[A block of data]

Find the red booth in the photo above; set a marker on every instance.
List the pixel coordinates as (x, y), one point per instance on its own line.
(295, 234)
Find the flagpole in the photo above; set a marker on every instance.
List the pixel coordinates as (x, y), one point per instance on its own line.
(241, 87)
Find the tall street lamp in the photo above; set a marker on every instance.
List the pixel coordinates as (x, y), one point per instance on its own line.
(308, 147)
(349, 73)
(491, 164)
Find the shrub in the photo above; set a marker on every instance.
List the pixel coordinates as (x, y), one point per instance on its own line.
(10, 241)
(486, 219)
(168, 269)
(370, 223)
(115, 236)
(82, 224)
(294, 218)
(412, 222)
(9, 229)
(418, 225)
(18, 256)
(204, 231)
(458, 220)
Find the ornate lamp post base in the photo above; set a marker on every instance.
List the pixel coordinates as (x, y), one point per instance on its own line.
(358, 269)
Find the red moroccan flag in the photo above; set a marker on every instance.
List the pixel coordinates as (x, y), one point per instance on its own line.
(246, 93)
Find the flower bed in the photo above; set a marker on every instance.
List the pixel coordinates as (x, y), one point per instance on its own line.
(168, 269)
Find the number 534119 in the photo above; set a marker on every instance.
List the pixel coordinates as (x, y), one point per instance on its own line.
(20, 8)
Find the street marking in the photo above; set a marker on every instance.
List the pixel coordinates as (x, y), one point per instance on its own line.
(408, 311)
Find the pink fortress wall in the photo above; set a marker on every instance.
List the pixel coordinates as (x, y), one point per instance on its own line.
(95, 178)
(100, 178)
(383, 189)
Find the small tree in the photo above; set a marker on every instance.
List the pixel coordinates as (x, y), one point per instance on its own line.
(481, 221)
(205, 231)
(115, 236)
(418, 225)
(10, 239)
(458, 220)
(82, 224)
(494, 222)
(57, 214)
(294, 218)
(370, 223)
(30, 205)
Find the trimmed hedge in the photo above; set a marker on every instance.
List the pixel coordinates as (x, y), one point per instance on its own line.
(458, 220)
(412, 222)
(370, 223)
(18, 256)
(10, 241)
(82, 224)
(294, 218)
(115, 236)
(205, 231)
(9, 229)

* What this task involves: Using the data above, reproduce every line exactly.

* Finished exercise:
Find the red booth in the photo above; set a marker on every instance.
List the pixel coordinates as (x, y), one point per instance on its own line.
(295, 234)
Find the flagpole in the photo above; set a marker on every instance.
List the pixel coordinates as (x, y), one point per instance on its own line.
(241, 87)
Find the tall street lamp in the photo above; set a marker on every instance.
List the pixel coordinates as (x, y), one point per instance on its own line.
(308, 147)
(349, 73)
(491, 164)
Find the shrub in the photo above; set a marker on every instance.
List the pixel coordinates as (x, y), one point per instance on its own line.
(10, 241)
(486, 219)
(168, 269)
(370, 223)
(115, 236)
(82, 224)
(294, 218)
(412, 222)
(9, 229)
(418, 225)
(18, 256)
(204, 231)
(458, 220)
Find the ornate lamp post base in the photo above; set a marker on every instance.
List the pixel coordinates as (x, y), one point per instance on its own line.
(358, 269)
Find the red moroccan flag in the photo above; set a marker on every instance.
List the pixel coordinates as (x, y), one point per instance on its own line.
(246, 93)
Find the flower bed in the photo above; set a marker on every instance.
List the pixel coordinates as (x, y), one point per instance on its own line.
(168, 269)
Find the number 534119 in the photo above; set a marker on every instance.
List the pixel coordinates as (x, y), one point per instance on its own line.
(20, 8)
Find the street marking in the photo above; set a marker on every instance.
List the pixel coordinates as (x, y), one point per instance on its own line.
(408, 311)
Find the pink fortress wall in the photo above; set a marker on every instance.
List the pixel coordinates as (x, y), one point per instance on its own line.
(95, 178)
(100, 178)
(383, 189)
Find the small tree in the photo above; set a marker on every instance.
List the pixel coordinates as (x, y), one point per instance on its own line.
(481, 221)
(205, 231)
(115, 236)
(418, 225)
(10, 239)
(458, 220)
(82, 224)
(494, 222)
(57, 214)
(294, 218)
(370, 223)
(30, 205)
Find the trimmed hedge in the photo above; set a marker on every instance.
List the pixel coordinates as (x, y), one point per instance on its own line.
(458, 220)
(412, 222)
(370, 223)
(18, 256)
(10, 241)
(82, 224)
(294, 218)
(115, 236)
(205, 231)
(9, 229)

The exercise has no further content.